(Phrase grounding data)
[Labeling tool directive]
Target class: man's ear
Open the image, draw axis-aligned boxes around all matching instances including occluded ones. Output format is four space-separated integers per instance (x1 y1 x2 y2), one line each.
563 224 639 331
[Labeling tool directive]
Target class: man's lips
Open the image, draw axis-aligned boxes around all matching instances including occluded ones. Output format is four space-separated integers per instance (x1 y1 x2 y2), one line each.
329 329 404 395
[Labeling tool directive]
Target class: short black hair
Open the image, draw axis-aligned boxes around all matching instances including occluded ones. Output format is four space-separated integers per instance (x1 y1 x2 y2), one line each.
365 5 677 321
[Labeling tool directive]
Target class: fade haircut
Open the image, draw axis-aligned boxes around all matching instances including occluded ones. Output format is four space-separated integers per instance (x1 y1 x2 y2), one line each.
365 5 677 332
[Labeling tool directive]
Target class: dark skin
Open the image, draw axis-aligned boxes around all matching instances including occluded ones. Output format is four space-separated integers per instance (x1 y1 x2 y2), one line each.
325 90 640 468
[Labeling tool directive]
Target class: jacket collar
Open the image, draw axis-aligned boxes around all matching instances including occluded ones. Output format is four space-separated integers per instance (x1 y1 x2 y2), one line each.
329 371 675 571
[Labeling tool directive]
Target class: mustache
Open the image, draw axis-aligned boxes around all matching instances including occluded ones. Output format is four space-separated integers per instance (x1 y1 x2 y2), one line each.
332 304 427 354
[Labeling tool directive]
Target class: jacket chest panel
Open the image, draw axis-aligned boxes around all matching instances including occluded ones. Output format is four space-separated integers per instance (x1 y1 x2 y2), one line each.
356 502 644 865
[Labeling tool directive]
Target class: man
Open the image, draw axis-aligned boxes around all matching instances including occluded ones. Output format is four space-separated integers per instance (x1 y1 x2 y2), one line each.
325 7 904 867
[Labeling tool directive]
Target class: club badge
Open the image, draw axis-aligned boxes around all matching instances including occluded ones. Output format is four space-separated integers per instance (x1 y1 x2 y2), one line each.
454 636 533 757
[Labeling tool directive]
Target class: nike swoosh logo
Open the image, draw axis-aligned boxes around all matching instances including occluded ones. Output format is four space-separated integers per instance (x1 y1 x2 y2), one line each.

§ **What is expected**
The answer should consist solely of the lines from the first line above through the one with "Target class: man's lips", both included, repeated exactly.

§ **Expected answer**
[Labeling tool directive]
Target class: man's ear
Open the image, draw axis-aligned boxes around all matching instances including occluded ones. Output format is four space-separated integers per instance (x1 y1 x2 y2), one line each.
563 224 639 331
[Labeling tool directive]
Target class: man's lips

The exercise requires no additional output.